> [WHAT THE TASK REQUIRES]:
Would you transcribe the line that holds "[[89, 87], [52, 60], [99, 55], [98, 99]]", plus every line beneath it through the end of the data, exactly and with nothing added?

Start of RECORDS FOR THE TASK

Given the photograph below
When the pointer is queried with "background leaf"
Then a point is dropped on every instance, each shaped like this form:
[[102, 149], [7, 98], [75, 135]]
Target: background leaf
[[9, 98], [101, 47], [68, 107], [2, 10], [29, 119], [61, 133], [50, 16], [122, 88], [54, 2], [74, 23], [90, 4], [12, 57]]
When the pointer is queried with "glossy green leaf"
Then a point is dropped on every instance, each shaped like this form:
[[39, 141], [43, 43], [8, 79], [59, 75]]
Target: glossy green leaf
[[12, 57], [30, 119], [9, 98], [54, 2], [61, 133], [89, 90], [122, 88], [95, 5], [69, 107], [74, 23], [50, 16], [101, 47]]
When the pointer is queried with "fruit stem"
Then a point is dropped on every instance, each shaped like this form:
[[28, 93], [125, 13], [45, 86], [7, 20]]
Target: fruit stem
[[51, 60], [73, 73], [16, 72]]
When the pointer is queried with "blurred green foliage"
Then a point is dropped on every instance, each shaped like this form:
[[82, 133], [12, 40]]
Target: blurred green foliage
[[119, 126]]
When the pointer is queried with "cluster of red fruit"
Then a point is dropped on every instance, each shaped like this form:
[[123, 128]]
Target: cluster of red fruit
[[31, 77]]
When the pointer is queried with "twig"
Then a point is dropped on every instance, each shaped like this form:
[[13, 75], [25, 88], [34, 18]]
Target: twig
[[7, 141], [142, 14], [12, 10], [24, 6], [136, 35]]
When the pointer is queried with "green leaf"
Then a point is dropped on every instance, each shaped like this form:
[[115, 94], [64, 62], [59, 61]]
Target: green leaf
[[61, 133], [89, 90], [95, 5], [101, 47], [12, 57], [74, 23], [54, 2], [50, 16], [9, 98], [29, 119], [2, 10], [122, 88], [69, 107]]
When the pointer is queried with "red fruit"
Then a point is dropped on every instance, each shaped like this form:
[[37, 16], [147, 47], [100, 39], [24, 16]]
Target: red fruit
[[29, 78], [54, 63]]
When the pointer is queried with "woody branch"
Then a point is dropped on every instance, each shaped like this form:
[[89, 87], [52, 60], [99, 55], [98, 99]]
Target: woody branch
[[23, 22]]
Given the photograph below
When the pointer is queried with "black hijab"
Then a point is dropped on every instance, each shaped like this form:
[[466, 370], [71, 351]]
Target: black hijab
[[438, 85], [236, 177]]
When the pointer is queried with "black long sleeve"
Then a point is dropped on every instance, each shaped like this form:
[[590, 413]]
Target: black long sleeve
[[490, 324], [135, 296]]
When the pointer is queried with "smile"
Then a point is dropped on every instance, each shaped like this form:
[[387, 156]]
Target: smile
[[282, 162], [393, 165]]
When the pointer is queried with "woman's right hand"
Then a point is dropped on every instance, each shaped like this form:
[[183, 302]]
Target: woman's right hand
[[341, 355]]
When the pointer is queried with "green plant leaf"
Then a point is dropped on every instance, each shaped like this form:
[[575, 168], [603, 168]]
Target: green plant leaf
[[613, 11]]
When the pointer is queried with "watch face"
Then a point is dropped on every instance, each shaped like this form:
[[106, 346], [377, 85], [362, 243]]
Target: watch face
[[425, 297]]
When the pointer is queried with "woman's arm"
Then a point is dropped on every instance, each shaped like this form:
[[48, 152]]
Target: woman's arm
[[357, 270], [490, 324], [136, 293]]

End of RECORDS FOR THE TASK

> [ANSWER FOR THE TASK]:
[[89, 87], [52, 60], [99, 55], [98, 99]]
Target: woody branch
[[23, 22]]
Given the photograph below
When the pointer is queried with "black hijab"
Then a point is dropped on every instance, each shaped like this form:
[[466, 370], [71, 351]]
Target: black hijab
[[438, 85], [236, 177]]
When the pointer is queried with "black long sleeve"
Then a point is dropped on every instance, each shaped like this form:
[[590, 413]]
Target: black long sleeve
[[490, 324], [135, 296]]
When the pointer is queried with "smile"
Then a point is dropped on every instance, each shaped like this form:
[[387, 156]]
Target: smile
[[282, 162], [393, 165]]
When the pointer is queried with "woman's right hand"
Then a point is dropped on every instance, each shaped like this form:
[[183, 302]]
Target: woman's right hand
[[341, 355]]
When the pointer is queried with "green plant leaf"
Then a point is dropped on every instance, each shaped like this form:
[[575, 168], [603, 168]]
Target: green plant leaf
[[613, 11]]
When the pointer is queried with "watch face"
Then a point is dropped on every instance, each shaped like this form:
[[106, 346], [377, 85], [362, 243]]
Target: watch face
[[425, 297]]
When the pointer is queried with "woman's arm"
Then a point is dropped on every instance, each shaped like this form:
[[48, 152]]
Target: woman's arm
[[357, 270], [490, 324], [136, 293]]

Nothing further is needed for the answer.